-------- DATA --------

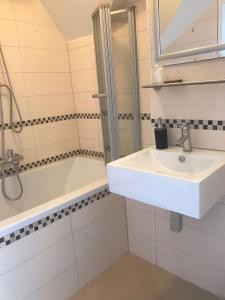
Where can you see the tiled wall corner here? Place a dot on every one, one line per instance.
(84, 81)
(37, 58)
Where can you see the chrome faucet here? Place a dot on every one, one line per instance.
(12, 158)
(185, 139)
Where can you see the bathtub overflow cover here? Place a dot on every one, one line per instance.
(182, 158)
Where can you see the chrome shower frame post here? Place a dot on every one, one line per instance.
(106, 79)
(135, 79)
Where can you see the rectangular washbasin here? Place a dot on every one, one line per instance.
(186, 183)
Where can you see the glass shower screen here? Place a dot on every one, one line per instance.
(117, 72)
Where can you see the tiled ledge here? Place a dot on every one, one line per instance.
(194, 124)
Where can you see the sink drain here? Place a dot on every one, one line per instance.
(182, 159)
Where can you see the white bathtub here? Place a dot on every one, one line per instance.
(49, 189)
(61, 252)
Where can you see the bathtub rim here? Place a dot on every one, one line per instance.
(22, 219)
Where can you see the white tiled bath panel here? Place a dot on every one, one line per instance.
(54, 262)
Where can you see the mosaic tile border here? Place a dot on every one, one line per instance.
(76, 116)
(44, 222)
(194, 124)
(56, 158)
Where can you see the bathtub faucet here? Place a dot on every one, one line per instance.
(12, 158)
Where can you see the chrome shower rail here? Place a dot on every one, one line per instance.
(12, 97)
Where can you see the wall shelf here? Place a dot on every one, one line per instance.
(159, 86)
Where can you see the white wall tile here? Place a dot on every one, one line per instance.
(57, 148)
(39, 84)
(140, 221)
(85, 103)
(83, 81)
(88, 128)
(99, 233)
(100, 260)
(37, 271)
(7, 9)
(18, 142)
(40, 36)
(54, 132)
(26, 248)
(142, 246)
(80, 42)
(80, 59)
(12, 57)
(51, 105)
(61, 288)
(42, 60)
(91, 144)
(17, 83)
(191, 269)
(94, 212)
(8, 33)
(32, 11)
(192, 242)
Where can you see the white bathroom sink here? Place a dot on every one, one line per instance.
(186, 183)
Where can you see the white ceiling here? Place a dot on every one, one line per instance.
(73, 17)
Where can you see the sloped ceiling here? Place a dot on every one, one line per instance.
(73, 17)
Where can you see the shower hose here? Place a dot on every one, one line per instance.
(16, 129)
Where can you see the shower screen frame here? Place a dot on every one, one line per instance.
(102, 28)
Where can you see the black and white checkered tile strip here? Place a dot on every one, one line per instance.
(194, 124)
(42, 121)
(145, 116)
(87, 116)
(52, 159)
(46, 120)
(33, 227)
(125, 116)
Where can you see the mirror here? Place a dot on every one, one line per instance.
(189, 30)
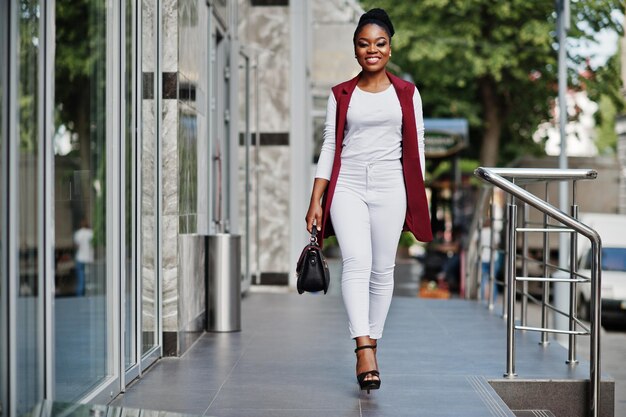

--------

[EXERCISE DIRECTIONS]: Rescale the items beginning at the line that contains "Where can you see the shower screen" and continuing through the end of the items. Reproduce those lines alone, with the requests unchanged and every coordinate in the answers multiplied by 1.45 and rounded to the nearest whole number, halves rounded up, and omit the pictures.

[CORRECT ANSWER]:
Where can you see the shower screen frame here? Place a dot on every one, one line per instance.
(148, 41)
Where can you see the black and white checkered tile strip here? Place a dot on every one, one line per instance.
(281, 180)
(61, 175)
(210, 168)
(126, 168)
(75, 231)
(67, 174)
(48, 329)
(181, 168)
Where can you see the mirror here? Place a dot on every one, one line per instance.
(274, 44)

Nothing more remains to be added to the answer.